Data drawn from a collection
>>>

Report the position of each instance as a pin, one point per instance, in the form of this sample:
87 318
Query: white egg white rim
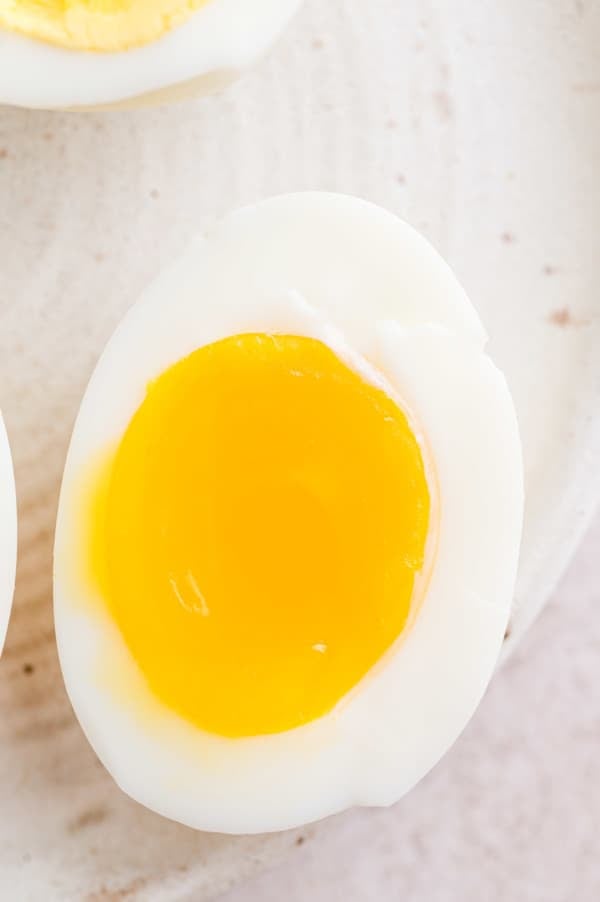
350 756
225 36
8 533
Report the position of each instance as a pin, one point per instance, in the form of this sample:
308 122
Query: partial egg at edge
359 268
201 55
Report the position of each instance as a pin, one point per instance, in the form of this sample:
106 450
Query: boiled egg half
85 54
8 532
289 522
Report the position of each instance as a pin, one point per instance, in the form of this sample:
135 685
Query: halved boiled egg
289 523
126 52
8 533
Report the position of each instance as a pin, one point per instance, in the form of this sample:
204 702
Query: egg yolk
104 25
265 522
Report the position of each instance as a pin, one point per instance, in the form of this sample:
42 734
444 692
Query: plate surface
479 124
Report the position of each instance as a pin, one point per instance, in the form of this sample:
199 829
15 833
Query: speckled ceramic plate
477 122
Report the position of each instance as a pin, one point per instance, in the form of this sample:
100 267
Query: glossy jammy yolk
266 517
103 25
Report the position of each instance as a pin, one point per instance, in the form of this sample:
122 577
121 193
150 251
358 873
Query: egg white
342 270
8 533
217 42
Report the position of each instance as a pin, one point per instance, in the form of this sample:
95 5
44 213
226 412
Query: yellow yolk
265 520
104 25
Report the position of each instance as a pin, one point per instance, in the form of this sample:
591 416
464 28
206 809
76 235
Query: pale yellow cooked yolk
265 518
103 25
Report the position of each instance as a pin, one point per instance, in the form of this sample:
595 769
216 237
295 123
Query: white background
512 813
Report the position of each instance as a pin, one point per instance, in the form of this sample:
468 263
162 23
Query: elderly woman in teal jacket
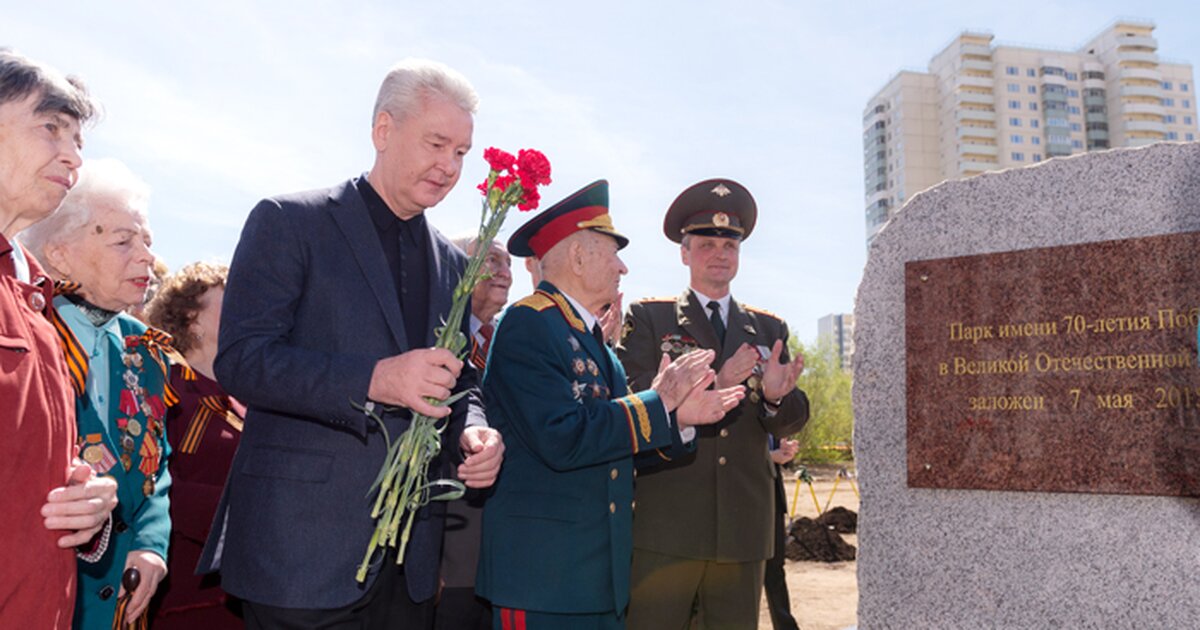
97 245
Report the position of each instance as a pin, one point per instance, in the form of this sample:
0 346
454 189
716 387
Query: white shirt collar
588 318
724 301
21 263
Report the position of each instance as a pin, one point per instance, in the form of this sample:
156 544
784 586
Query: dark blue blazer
558 528
310 306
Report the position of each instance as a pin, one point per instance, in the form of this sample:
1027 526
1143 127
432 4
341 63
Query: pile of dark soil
841 520
813 541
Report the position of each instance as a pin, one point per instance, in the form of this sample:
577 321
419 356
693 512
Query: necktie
715 318
479 353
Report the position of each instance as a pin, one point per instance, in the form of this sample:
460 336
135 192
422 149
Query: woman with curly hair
204 430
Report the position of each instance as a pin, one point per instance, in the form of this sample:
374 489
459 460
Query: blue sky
220 103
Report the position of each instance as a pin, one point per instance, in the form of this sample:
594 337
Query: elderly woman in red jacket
53 502
203 430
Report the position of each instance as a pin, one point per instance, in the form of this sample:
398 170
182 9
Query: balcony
1141 73
1141 141
977 64
967 131
1155 126
1140 41
978 150
964 114
965 97
1137 55
975 49
970 167
964 81
1144 108
1141 90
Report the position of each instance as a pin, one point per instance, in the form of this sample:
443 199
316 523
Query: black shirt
406 244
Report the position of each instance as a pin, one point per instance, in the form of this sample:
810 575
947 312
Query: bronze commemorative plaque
1056 370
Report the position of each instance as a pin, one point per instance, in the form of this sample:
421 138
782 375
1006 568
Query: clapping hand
737 369
779 379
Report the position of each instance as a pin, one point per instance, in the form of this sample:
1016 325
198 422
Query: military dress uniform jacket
557 531
724 491
132 449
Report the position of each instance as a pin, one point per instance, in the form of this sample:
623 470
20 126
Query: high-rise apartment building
838 330
984 107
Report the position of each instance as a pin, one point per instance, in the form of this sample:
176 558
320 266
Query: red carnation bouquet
403 486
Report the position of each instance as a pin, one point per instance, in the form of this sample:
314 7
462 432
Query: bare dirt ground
823 595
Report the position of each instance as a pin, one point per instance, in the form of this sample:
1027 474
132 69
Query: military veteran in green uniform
703 528
557 539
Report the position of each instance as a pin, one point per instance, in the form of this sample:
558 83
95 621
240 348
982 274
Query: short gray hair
412 79
22 77
101 181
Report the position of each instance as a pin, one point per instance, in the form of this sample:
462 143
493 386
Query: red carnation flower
531 199
498 160
533 167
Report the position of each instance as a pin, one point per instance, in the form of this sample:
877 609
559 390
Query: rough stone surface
958 558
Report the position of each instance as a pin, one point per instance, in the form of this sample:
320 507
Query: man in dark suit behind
333 297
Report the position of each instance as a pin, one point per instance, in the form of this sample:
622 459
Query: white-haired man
459 607
333 297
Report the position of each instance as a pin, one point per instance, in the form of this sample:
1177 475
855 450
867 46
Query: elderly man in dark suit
557 538
333 297
705 521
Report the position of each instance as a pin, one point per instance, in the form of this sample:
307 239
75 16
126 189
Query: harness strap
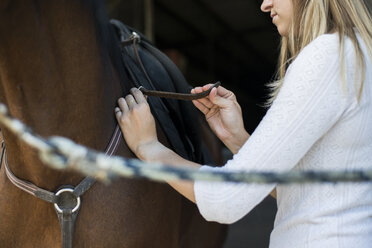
67 200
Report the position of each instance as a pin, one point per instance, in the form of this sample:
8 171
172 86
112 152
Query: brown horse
58 74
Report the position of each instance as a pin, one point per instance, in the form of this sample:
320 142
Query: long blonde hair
312 18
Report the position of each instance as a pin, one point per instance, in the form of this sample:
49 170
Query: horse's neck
54 80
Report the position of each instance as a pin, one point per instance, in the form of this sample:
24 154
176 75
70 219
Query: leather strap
179 96
67 200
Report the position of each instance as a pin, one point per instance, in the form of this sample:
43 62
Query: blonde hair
312 18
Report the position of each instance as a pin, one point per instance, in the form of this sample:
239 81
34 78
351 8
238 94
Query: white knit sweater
316 123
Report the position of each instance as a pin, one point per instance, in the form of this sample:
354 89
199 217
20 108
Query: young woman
320 118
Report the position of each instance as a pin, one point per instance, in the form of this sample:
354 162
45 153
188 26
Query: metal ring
77 199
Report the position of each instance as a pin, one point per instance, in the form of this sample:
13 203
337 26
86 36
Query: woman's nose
267 5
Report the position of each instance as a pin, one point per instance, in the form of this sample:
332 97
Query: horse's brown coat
52 77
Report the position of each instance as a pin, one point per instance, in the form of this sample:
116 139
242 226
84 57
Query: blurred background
209 40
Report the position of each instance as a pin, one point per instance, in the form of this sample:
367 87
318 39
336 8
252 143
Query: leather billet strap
67 200
133 40
179 96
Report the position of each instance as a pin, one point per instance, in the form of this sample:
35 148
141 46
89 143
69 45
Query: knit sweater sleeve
310 102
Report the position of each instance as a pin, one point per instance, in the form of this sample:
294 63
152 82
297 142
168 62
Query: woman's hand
224 116
136 121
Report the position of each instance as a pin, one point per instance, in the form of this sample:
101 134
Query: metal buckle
59 210
136 37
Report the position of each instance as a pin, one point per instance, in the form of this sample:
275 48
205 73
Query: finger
221 101
207 87
130 101
197 90
201 107
138 95
123 105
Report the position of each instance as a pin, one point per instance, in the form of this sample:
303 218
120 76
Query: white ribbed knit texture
314 124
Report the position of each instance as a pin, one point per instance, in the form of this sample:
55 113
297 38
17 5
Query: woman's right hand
224 115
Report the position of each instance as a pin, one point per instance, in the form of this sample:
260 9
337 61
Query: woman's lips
273 17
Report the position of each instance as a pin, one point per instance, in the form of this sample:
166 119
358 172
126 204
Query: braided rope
62 153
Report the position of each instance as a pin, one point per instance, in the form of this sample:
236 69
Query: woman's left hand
136 121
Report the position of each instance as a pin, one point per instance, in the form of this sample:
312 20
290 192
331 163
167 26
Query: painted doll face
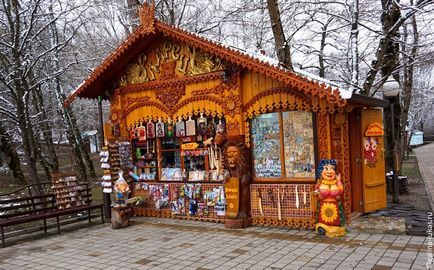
328 173
374 144
366 144
233 156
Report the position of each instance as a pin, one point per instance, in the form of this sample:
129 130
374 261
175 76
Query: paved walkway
425 159
151 243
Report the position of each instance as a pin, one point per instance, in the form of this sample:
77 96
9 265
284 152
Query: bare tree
282 46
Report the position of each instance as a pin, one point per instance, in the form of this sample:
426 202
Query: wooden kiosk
265 128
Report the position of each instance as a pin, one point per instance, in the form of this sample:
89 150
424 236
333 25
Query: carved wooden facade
179 74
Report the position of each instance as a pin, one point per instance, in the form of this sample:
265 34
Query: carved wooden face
328 173
233 156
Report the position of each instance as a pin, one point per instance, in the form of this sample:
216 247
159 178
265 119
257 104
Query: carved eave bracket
146 16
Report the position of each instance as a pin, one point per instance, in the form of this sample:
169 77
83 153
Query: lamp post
391 89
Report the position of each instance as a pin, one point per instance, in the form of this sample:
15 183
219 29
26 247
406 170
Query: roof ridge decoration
146 17
244 60
151 26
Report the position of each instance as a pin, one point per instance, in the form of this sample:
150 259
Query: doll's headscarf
323 163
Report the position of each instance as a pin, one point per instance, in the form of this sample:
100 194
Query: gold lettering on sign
189 61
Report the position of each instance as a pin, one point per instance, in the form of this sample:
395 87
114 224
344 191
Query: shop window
176 155
283 146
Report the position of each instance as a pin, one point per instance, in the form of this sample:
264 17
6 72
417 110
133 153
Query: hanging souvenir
150 129
160 128
169 128
180 128
142 133
201 125
132 133
220 127
210 129
190 127
138 153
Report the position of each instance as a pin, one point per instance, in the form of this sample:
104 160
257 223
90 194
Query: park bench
38 202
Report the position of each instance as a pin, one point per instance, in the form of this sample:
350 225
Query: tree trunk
354 47
69 120
281 44
47 133
9 150
409 59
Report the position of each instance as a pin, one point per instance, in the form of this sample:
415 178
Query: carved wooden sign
374 129
187 60
232 191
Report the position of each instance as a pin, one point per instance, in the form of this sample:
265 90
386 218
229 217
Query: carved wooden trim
168 83
346 168
284 222
233 127
196 98
146 104
323 136
287 77
274 91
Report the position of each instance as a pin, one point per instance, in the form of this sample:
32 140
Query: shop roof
99 82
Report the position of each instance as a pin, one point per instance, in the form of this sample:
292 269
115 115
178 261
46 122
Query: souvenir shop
207 132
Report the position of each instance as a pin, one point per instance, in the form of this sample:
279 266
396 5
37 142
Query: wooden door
373 170
355 161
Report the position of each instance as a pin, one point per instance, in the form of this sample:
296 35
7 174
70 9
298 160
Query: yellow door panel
373 170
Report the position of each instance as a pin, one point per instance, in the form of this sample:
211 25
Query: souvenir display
210 129
121 191
106 182
170 128
298 144
160 129
142 132
133 133
171 174
125 160
281 201
159 195
370 151
190 126
67 191
220 127
180 128
114 161
201 125
150 129
197 200
266 146
196 175
330 216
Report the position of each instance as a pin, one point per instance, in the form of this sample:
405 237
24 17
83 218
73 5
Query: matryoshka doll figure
330 217
122 189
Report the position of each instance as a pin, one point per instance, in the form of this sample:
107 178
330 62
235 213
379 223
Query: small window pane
298 144
266 145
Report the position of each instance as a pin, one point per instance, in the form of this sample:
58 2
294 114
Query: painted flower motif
329 212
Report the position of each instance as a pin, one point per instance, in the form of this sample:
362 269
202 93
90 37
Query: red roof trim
237 57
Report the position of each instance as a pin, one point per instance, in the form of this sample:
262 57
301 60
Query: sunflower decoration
329 212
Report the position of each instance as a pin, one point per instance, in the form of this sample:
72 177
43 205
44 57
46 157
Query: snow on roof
345 94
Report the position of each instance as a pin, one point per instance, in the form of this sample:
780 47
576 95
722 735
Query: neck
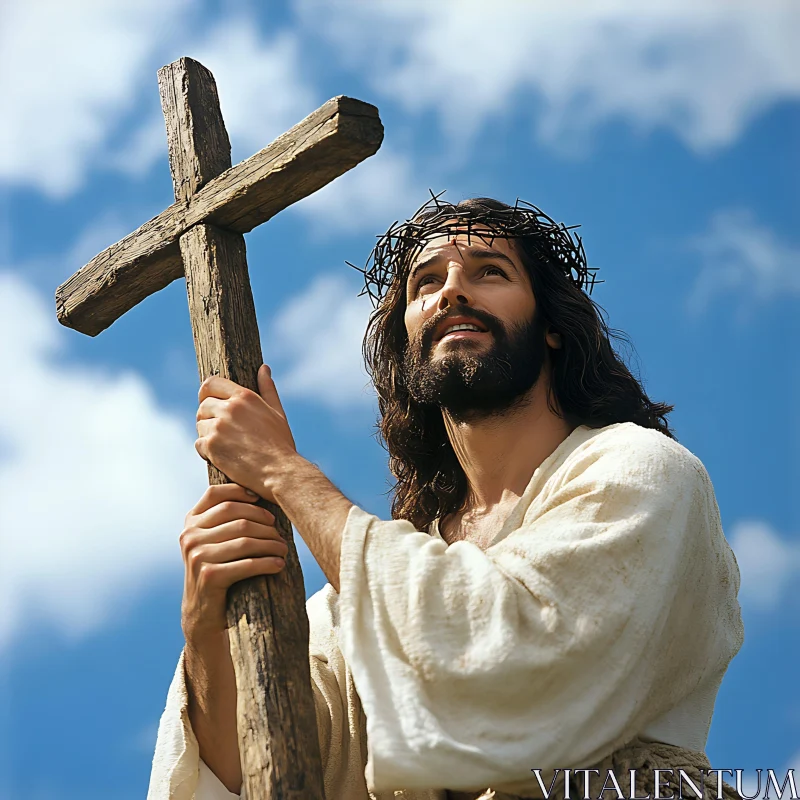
499 454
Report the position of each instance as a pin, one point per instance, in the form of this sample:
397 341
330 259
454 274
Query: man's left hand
243 434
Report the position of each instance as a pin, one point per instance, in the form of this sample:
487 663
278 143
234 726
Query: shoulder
629 451
323 621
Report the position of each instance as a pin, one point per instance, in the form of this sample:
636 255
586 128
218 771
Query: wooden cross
200 236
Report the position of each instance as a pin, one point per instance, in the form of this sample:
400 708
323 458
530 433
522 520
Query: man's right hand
226 538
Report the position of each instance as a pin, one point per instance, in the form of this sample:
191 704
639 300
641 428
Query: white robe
604 608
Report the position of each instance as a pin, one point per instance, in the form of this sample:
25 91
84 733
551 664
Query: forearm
317 509
211 685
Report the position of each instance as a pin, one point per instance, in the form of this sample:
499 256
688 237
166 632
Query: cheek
412 319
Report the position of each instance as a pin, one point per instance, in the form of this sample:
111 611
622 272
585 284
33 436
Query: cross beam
326 144
200 237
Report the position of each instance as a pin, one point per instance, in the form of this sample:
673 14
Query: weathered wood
268 624
326 144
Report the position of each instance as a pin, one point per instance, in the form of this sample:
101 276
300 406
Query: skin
246 435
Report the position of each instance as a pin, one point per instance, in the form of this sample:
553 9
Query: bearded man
554 589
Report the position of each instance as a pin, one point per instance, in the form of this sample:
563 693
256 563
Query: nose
454 291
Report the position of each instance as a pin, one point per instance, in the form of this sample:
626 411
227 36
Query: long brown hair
590 382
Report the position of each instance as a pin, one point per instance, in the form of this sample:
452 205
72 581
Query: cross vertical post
268 626
200 237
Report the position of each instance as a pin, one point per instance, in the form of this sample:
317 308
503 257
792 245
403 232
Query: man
554 590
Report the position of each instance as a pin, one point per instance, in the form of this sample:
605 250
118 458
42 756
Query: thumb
267 390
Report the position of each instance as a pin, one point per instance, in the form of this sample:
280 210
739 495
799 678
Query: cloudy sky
670 135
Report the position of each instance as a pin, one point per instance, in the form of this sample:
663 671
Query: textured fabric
604 610
606 601
641 757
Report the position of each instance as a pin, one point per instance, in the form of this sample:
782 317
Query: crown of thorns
396 249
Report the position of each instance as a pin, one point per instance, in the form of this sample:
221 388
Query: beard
469 382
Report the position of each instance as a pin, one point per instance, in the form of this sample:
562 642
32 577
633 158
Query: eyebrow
475 253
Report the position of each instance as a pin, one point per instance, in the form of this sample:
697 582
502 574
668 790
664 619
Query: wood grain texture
326 144
276 719
198 144
277 723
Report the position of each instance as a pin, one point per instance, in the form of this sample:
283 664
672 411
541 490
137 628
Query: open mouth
459 329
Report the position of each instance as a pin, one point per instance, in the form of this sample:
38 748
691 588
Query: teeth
464 326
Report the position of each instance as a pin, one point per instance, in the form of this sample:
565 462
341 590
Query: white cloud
260 85
375 193
260 82
768 564
703 70
316 340
741 255
68 73
95 480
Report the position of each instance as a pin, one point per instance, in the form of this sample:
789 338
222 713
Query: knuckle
242 526
187 539
194 558
207 573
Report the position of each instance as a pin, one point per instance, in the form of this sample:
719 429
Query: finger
268 390
236 550
222 576
220 493
231 524
216 386
211 407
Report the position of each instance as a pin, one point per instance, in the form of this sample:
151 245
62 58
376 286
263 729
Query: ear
553 339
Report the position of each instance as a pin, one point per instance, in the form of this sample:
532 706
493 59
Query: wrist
293 474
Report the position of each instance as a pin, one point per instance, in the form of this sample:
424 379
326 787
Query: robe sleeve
614 599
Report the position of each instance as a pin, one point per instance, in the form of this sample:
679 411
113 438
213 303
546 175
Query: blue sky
669 135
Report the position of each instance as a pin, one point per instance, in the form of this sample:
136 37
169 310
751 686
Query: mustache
428 329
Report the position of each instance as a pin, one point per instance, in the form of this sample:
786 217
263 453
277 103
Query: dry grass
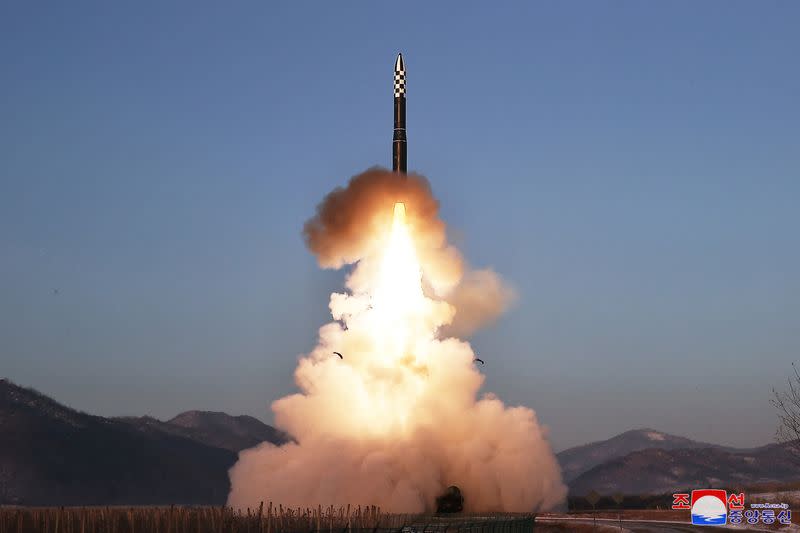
265 519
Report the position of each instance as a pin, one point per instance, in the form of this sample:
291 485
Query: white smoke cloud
398 419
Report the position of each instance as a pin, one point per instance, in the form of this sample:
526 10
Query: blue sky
631 168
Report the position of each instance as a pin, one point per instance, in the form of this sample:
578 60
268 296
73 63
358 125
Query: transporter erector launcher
399 139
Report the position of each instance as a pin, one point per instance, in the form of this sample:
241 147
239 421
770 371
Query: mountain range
54 455
646 461
51 454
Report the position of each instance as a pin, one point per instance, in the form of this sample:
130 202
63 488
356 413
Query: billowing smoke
397 419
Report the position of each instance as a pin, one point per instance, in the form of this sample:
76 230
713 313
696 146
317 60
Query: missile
399 138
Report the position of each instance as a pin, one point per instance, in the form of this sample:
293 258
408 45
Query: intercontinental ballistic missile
399 138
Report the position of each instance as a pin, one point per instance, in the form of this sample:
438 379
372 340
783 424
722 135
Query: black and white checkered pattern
399 83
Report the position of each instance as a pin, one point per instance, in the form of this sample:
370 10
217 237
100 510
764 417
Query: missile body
399 138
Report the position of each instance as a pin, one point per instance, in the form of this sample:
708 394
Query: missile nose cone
399 77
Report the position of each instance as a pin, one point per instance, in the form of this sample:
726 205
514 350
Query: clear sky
632 168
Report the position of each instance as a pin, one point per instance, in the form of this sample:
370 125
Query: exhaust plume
396 419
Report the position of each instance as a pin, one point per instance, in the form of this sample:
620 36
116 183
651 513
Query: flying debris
399 137
451 501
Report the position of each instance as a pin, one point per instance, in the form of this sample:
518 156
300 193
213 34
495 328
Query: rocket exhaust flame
398 419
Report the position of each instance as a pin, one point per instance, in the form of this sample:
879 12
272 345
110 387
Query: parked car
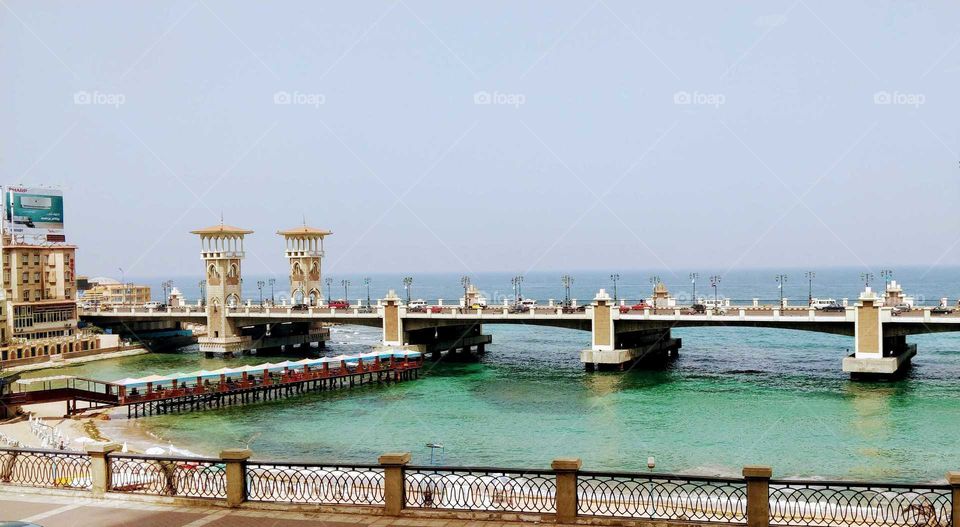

<<<

Locate every line in the material above that contains the string "door", and copy each one out in full. Case counts, so uppercase and lowercase letters do not match each other.

Query: wooden door
Query: yellow door panel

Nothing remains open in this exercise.